### ABOUT THIS TASK
From the comment thread below, copy out everything from "I recently had" down to "go meet everyone.".

### EXCERPTED TEXT
Fergus was having so much fun that morning…thank you, Shimon!
Wonderful as always my friend….I feel there is so much insight to be found in sitting down and asking questions. One of my favorite things as you can tell from my posts. Just as we ask questions and look within the bad times for answers and lessons and most often good things, there is a wealth of insight waiting within resistance. If we explore the WHYS of our resistance, what is creating it, what am I hoping to gain from it, why am I fearing going forward, each question answered brings us closer to who we are. I totally agree we need to accept resistance and use it for self discovery.
Thanks for your thoughts on this. A good reminder 🙂
I forget the name of your new family member, such a sweet face! Maymay loves shopping day for the same reason…Paper bags! She will rip them a while and then often she will fall asleep inside. Great fun….Have a wonderful day. Blessings…VK xx
Self-discovery is a wonderful way to look at it, VK; thank you…Fergus is quite a character, that’s for sure! We’re so happy he came to live with us…although we both resisted taking on another cat! 🙂 Good thing we explored that and opened our hearts anyway. Thank you for your visit and comments; much appreciated.
Aaah…(if this sound could sum up some of my deepest thoughts after reading this post!)
I recently had a glimpse of what honour entails truly. It is when a child hides behind his mother’s skirt, hesitant and resistant in meeting a roomful of rambunctious children and new faces at a party. To honour the child is to allow him time to thaw. Give him the space to become comfortable. To feel safe enough to venture out. To respect his discomfort without being pushy. To treat this child’s feelings with care. To be kind and gentle and understanding. To tell him it’s perfectly natural and ok. Just stay with me awhile till you feel you want to go meet everyone.

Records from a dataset
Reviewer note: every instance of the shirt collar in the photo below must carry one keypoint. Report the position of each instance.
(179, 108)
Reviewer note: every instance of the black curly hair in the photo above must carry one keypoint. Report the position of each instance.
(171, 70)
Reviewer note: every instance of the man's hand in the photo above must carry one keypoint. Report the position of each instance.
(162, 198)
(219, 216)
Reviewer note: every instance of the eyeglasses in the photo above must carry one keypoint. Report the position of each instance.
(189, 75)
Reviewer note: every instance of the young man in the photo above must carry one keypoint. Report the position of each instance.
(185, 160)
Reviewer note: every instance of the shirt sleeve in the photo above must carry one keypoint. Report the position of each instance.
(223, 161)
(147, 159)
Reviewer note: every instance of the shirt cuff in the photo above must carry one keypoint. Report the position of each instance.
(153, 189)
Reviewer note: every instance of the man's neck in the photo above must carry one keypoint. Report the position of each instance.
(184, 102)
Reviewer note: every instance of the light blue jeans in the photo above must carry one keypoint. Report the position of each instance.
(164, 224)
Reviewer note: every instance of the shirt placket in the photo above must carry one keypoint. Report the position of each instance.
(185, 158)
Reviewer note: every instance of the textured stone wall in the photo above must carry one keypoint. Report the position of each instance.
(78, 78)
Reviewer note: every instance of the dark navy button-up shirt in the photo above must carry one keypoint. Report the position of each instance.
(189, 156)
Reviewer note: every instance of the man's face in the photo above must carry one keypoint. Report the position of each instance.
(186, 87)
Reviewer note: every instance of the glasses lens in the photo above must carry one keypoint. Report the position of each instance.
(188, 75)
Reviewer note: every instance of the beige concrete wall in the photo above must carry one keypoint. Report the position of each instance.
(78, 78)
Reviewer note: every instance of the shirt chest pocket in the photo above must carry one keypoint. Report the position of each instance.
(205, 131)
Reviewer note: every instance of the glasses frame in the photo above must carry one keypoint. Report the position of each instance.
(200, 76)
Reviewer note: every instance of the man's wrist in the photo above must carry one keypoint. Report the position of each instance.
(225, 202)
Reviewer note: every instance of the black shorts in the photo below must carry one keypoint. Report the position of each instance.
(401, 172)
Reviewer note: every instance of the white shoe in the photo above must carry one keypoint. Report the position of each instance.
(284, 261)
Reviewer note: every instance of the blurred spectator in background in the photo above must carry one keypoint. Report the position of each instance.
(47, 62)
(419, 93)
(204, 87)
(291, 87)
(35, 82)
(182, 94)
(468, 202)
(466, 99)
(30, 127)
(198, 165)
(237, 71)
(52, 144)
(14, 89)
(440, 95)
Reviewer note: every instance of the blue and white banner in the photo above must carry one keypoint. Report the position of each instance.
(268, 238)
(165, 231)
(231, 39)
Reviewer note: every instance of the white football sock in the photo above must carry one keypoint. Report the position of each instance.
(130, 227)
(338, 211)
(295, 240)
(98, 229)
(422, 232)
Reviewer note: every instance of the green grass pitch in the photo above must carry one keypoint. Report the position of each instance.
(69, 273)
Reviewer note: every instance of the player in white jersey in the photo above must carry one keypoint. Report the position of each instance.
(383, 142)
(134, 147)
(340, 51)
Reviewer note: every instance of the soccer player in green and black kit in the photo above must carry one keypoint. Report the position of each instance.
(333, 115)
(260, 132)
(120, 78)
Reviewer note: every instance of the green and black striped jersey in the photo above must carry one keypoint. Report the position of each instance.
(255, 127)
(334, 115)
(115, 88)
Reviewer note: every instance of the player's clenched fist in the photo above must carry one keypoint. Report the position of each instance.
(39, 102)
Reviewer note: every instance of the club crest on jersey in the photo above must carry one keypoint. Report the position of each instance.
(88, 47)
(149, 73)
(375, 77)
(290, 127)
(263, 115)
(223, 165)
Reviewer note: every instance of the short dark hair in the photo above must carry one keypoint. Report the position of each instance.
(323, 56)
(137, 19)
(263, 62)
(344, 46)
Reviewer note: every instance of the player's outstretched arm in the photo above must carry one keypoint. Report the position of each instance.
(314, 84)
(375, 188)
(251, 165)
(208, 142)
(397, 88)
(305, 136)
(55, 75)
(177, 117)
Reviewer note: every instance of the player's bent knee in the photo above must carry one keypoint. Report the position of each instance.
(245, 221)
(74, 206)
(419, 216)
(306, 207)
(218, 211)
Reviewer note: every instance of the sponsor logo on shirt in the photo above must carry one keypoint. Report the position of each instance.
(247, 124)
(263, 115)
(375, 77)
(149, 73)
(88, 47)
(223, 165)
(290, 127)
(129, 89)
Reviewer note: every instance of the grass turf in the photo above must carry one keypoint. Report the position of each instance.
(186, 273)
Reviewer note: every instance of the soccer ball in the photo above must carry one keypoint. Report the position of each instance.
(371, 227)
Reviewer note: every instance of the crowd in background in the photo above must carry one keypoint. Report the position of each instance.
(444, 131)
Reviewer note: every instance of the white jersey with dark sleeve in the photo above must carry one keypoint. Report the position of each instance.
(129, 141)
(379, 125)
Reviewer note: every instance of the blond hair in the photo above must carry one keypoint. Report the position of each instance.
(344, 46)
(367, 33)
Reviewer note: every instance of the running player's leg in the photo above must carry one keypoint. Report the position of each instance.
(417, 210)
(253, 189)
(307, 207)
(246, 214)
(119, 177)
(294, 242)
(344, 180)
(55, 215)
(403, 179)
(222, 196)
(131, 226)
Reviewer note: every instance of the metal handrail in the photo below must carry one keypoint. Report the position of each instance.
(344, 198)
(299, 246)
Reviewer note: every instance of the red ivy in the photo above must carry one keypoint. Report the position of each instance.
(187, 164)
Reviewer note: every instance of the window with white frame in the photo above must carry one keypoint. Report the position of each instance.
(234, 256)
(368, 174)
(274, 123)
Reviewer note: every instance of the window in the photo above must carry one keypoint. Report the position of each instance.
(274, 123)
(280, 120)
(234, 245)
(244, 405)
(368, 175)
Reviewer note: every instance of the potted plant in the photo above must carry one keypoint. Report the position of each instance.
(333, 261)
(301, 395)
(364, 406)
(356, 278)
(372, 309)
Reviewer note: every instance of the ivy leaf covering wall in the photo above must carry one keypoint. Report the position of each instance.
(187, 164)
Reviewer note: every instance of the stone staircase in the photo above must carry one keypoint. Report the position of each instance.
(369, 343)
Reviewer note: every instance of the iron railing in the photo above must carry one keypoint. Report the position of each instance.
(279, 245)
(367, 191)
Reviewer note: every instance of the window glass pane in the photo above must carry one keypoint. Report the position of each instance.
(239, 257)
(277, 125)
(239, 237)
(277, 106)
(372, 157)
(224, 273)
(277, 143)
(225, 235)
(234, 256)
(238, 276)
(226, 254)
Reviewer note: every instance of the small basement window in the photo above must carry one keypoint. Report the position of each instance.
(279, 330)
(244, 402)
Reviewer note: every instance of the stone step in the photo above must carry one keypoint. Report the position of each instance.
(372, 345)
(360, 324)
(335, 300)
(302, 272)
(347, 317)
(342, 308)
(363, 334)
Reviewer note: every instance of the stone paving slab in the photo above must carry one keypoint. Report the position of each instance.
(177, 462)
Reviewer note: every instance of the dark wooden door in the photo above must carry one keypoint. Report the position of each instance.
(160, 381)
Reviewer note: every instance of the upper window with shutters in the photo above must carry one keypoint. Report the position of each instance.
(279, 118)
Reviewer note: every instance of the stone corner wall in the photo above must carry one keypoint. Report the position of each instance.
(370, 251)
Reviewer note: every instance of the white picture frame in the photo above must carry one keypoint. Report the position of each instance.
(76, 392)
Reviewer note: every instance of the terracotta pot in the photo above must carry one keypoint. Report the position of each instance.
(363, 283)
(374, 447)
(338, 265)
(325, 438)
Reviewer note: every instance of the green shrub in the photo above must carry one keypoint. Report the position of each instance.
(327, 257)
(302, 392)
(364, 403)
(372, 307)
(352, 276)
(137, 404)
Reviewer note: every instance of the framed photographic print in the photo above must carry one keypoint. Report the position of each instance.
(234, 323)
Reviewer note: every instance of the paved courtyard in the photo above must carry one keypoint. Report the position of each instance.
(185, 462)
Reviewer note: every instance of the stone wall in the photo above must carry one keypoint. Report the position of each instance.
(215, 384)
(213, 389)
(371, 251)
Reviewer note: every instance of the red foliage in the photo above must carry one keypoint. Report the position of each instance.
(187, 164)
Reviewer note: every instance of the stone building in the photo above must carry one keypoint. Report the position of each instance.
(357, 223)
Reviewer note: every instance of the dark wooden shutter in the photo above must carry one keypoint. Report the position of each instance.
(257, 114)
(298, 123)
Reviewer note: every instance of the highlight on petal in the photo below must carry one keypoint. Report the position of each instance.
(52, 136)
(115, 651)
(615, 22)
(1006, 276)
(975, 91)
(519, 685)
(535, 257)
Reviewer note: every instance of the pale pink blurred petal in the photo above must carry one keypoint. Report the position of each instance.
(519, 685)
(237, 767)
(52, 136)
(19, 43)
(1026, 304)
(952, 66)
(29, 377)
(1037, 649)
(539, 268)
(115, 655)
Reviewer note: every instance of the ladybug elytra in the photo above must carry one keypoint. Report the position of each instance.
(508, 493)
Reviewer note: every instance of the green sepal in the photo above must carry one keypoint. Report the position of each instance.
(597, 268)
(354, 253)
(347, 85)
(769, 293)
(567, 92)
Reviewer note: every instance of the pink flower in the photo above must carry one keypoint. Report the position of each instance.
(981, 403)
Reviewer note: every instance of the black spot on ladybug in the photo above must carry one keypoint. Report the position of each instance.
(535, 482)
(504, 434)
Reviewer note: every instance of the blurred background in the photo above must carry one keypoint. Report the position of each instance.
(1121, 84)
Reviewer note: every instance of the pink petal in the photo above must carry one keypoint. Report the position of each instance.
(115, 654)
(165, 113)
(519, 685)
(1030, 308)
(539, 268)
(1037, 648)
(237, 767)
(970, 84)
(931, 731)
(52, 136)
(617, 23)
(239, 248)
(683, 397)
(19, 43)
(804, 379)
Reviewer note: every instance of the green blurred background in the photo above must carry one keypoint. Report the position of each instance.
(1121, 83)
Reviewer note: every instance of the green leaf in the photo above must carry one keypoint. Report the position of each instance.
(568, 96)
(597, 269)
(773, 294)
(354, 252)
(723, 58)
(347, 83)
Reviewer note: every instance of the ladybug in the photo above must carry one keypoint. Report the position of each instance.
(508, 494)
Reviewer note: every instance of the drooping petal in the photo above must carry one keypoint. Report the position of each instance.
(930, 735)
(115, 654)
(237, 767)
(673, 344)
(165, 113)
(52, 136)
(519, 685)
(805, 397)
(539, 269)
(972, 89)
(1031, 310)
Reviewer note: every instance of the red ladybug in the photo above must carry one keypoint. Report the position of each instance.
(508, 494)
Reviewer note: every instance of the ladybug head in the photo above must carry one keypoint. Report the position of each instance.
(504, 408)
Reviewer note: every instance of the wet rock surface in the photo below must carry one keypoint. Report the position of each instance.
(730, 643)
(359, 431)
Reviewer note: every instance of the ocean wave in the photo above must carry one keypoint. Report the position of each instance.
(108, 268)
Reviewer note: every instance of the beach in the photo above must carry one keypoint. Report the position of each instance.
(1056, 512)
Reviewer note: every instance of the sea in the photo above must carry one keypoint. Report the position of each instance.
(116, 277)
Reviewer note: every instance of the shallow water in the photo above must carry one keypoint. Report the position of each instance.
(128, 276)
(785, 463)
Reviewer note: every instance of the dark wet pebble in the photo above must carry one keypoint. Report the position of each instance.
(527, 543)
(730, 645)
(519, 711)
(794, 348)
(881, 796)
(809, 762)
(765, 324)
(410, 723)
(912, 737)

### SOLUTION FOR THIS TASK
I recently had a glimpse of what honour entails truly. It is when a child hides behind his mother’s skirt, hesitant and resistant in meeting a roomful of rambunctious children and new faces at a party. To honour the child is to allow him time to thaw. Give him the space to become comfortable. To feel safe enough to venture out. To respect his discomfort without being pushy. To treat this child’s feelings with care. To be kind and gentle and understanding. To tell him it’s perfectly natural and ok. Just stay with me awhile till you feel you want to go meet everyone.